* _Records for this task_
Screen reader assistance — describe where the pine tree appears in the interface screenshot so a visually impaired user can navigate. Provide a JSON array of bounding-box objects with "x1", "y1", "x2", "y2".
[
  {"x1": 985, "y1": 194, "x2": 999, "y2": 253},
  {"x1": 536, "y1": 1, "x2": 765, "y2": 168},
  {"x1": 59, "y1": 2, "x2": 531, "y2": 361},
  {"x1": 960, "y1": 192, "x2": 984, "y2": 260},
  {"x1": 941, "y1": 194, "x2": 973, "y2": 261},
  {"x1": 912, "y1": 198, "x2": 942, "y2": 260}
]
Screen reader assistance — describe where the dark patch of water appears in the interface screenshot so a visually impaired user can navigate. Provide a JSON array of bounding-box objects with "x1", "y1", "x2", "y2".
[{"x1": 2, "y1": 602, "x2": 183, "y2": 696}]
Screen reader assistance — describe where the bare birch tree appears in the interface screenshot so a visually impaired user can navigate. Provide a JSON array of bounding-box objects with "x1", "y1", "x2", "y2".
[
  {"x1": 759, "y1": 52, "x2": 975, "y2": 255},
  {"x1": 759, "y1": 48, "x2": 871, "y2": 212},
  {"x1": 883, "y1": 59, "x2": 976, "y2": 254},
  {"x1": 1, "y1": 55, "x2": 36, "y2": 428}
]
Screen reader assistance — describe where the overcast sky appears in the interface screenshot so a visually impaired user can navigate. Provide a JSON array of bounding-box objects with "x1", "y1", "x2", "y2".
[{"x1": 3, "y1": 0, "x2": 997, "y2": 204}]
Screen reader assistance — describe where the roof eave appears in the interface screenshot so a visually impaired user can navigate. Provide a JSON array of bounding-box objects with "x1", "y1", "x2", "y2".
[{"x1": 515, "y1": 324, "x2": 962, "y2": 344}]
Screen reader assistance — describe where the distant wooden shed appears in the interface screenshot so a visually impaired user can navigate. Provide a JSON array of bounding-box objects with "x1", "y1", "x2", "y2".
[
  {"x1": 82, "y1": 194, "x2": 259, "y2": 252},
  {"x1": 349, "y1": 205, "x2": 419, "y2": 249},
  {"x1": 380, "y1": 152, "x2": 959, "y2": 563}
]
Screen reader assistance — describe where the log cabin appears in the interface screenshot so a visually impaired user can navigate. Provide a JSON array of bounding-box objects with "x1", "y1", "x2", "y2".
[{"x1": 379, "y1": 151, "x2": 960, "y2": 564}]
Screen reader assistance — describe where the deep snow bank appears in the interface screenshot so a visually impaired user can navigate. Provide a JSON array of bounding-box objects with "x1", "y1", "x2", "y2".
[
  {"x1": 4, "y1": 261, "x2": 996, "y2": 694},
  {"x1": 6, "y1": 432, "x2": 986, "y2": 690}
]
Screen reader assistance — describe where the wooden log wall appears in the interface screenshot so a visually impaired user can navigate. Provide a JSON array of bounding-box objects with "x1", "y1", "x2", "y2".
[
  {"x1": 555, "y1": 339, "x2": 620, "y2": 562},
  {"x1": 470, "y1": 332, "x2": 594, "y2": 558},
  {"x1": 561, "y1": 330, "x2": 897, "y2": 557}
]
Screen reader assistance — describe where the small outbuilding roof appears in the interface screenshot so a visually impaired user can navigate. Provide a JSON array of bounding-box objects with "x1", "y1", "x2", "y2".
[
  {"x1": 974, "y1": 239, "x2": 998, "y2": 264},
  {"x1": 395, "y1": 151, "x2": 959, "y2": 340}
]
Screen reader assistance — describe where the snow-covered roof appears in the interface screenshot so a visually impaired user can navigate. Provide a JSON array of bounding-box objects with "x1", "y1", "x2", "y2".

* _Instructions for the task_
Return the material above unaltered. Include every line.

* _Answer to this task_
Screen reader assistance — describe where the pine tree appears in the interface screenshot so a visually impaired user can navigate. Provide a JSON array of bounding-box objects with "x1", "y1", "x2", "y2".
[
  {"x1": 985, "y1": 194, "x2": 999, "y2": 253},
  {"x1": 536, "y1": 1, "x2": 765, "y2": 168},
  {"x1": 59, "y1": 2, "x2": 531, "y2": 361},
  {"x1": 960, "y1": 192, "x2": 984, "y2": 260},
  {"x1": 941, "y1": 194, "x2": 973, "y2": 261},
  {"x1": 912, "y1": 198, "x2": 942, "y2": 260}
]
Screen reader assistance — describe where the dark patch of water appears in the interface screenshot so a visually impaired user can navigate. Provide a JSON array of bounding-box objects with "x1", "y1", "x2", "y2".
[{"x1": 2, "y1": 602, "x2": 183, "y2": 696}]
Screen reader assistance — describe where the bare birch tree appears in the interface screenshot so a visually impaired user can navigate. Provide a JSON array of bounding-box objects with "x1", "y1", "x2", "y2".
[
  {"x1": 759, "y1": 52, "x2": 975, "y2": 255},
  {"x1": 759, "y1": 48, "x2": 871, "y2": 212},
  {"x1": 883, "y1": 59, "x2": 976, "y2": 254},
  {"x1": 1, "y1": 55, "x2": 36, "y2": 428}
]
Screen reader assistance — describe where the overcast sky appears in the interface screenshot so a visually impaired user can navigate. Provide a JSON array of bounding-box objects with "x1", "y1", "x2", "y2".
[{"x1": 3, "y1": 0, "x2": 997, "y2": 204}]
Screen reader assistance — describe where the roof eave appears in the interface screenshot so a visually impaired user can navigate. Provide a JSON array of bounding-box objects with "x1", "y1", "x2", "y2".
[{"x1": 515, "y1": 324, "x2": 962, "y2": 344}]
Screen reader assistance — describe where the distant wooden shed appears in the interface screenshot so a visually impaired user can navigate. Provide a JSON array of bounding-box objects with "x1", "y1", "x2", "y2".
[
  {"x1": 82, "y1": 194, "x2": 259, "y2": 252},
  {"x1": 349, "y1": 205, "x2": 419, "y2": 249},
  {"x1": 380, "y1": 152, "x2": 959, "y2": 563}
]
Screen reader assistance — describe where the log cabin appears in the interface screenshot so a visually impaired user can navigate. Provide a JSON array of bounding-box objects with "x1", "y1", "x2", "y2".
[{"x1": 379, "y1": 151, "x2": 960, "y2": 564}]
Screen reader assistance — describe where the deep snow bank appears in the interface screenshot so a visually impaired user can navigate. Provide a JSON array of bounding-box objects with "x1", "y1", "x2", "y2".
[
  {"x1": 4, "y1": 261, "x2": 996, "y2": 694},
  {"x1": 6, "y1": 432, "x2": 986, "y2": 690}
]
Screen reader assistance — describe where the wooden log wall appears in the interface screenshot so a visually impaired user can navigate. Provide a JSON array of bounding-box objects with "x1", "y1", "x2", "y2".
[
  {"x1": 555, "y1": 339, "x2": 620, "y2": 562},
  {"x1": 470, "y1": 332, "x2": 594, "y2": 558},
  {"x1": 561, "y1": 330, "x2": 897, "y2": 557}
]
Screen reader assistance — describe where the small outbuilding roof appears in the interface screenshot so a visually impaired user can navigate. Provide a JSON array of bounding-box objects with "x1", "y1", "x2", "y2".
[
  {"x1": 974, "y1": 239, "x2": 998, "y2": 264},
  {"x1": 395, "y1": 151, "x2": 959, "y2": 340}
]
Screen reader assistance — describe where the snow-covered roof appears in the interface screenshot so a visually impaired user can navigate. Provide a JSON array of bounding-box objects with "x1", "y1", "x2", "y2".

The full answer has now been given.